The input -
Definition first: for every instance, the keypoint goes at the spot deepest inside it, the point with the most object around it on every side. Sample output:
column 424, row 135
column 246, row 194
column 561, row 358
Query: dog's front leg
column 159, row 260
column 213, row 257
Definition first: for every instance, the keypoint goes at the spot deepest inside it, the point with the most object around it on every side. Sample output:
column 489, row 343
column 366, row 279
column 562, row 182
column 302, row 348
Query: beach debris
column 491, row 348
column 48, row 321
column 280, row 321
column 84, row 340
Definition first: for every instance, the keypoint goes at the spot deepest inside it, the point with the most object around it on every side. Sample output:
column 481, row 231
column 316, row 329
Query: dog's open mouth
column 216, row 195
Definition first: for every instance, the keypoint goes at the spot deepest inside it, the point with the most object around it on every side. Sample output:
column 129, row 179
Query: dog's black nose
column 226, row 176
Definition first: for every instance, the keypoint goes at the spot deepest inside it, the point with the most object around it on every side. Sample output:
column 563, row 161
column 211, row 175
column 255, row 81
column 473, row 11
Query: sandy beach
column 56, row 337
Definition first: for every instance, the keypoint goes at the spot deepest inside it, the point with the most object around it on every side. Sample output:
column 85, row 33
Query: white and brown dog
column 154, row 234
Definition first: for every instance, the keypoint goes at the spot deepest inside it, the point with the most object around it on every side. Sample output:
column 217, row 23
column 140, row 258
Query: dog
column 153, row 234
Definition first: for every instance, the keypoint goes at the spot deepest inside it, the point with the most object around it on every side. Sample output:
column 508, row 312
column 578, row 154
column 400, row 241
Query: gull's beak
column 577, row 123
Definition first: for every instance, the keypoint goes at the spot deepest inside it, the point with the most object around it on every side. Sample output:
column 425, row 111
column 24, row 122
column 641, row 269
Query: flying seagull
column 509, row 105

Exercise aim - Each line of the records above must be copied exactly.

Answer to this task -
Definition first: for every instance, the keypoint goes at the spot deepest inside it, the point with the most object around it on every side. Sample output:
column 424, row 135
column 246, row 194
column 561, row 358
Query: dog's front leg
column 159, row 260
column 213, row 257
Definition first: for every instance, the keypoint goes at the spot deepest inside it, the point with the most object around it on every side. Sample output:
column 489, row 343
column 366, row 279
column 562, row 182
column 302, row 348
Query: beach debris
column 491, row 348
column 48, row 321
column 280, row 321
column 84, row 340
Definition first: for every instance, the keypoint goes at the spot deepest inside it, the point with the most object around it on every side. Sample output:
column 481, row 231
column 316, row 329
Query: dog's open mouth
column 216, row 195
Definition first: for every instance, the keypoint goes at the spot deepest inside it, the point with the most object around it on every side. Sample output:
column 129, row 179
Query: dog's black nose
column 226, row 176
Definition first: for every instance, the keypoint goes at the spot deepest inside it, the point with the most object around it on every side. Sample output:
column 563, row 161
column 211, row 175
column 255, row 81
column 473, row 11
Query: sandy beach
column 56, row 337
Definition first: for every instance, the keypoint goes at the spot deepest inside it, the point with the most object around it on every side. Sample output:
column 85, row 33
Query: white and brown dog
column 154, row 234
Definition first: for every instance, the keypoint goes at the spot deepest inside it, the point with the most object around it on every side. Sample output:
column 217, row 23
column 140, row 258
Query: dog
column 153, row 234
Definition first: for every instance, the keypoint goes at the spot deepest inside it, the point with the most object around it on every side. Sample output:
column 508, row 312
column 578, row 154
column 400, row 241
Query: gull's beak
column 577, row 123
Definition first: for every instance, the keypoint goes at the spot deepest inside it, the point with the most object around it on every side. Sample output:
column 425, row 111
column 24, row 122
column 641, row 269
Query: flying seagull
column 509, row 105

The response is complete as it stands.